Question

Design the backend system for a top N trending topics feature.

Background

Similar to previous system design questions, this question is ambiguous and open-ended. It also involves streaming data, which is a nice tie-in with the previous question.

Solution Approach

We’ll follow the same approach as we did for the previous question:

Define system requirements:

Before we begin any design, we’ll spend a few minutes agreeing on the one to two primary use cases you’ll need to cover.
System breakdown:

We’ll then diagram the key individual components of the system needed to address the one to two primary use cases.
Dataflow discussion:

We’ll discuss the necessary data points the system will need to collect and how they flow through the system.
Scaling the design:

We’ll talk about design choices and trade-offs to ensure that the system scales.
Capacity modeling:

We’ll estimate the request volume and data volume the system will need to handle for a given time period.

■ ■ ■ ■

**Work to do**
1/ Answer these about the trending topics design text:
(a) What feature is the backend system meant to support?
(b) What kind of data does the question involve?
(c) What does the capacity modeling step estimate?
2/ Does each statement agree with the trending topics design text?
(a) The question is described as ambiguous and open-ended.
(b) The requirements step settles on five or more primary use cases.
(c) The scaling step covers design choices and trade-offs.
3/ Carry the trending topics design text forward from its final sentence.
The entries that follow have no connection to the trending topics design text.

**Excerpted data**
■ ■ ■ ■

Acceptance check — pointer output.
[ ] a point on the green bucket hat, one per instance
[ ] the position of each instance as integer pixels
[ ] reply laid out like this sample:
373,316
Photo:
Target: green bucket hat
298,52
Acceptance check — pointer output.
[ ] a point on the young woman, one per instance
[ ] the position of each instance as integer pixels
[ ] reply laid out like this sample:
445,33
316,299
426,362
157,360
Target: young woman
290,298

■ ■ ■ ■

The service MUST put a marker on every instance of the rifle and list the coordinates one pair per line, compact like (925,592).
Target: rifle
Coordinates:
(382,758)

■ ■ ■ ■

**Expected answers**
1/
(a) A top N trending topics feature.
(b) Streaming data.
(c) The request volume and data volume the system will need to handle for a given time period.

2/
(a) Yes: "this question is ambiguous and open-ended."
(b) No: "agreeing on the one to two primary use cases you’ll need to cover."
(c) Yes: "We’ll talk about design choices and trade-offs to ensure that the system scales."

3/
Sample answer

System requirements

Before we begin defining the system requirements, we need to make some clarifying assumptions:

The system will receive as input a continuous stream of “topics” - key words or phrases that the system will rank and emit the top N of. The system will not need to parse or delimit topics. It only needs to aggregate them. We can assume the topics will be well-ordered by timestamp.
The top N topics will be determined by simply counting the number of times a topic appears in the stream of topics and then returning the top N by this count.
There will be a window of time over which the system will need to aggregate the top topics (i.e., identify the top N “topics” over the last 24 hours).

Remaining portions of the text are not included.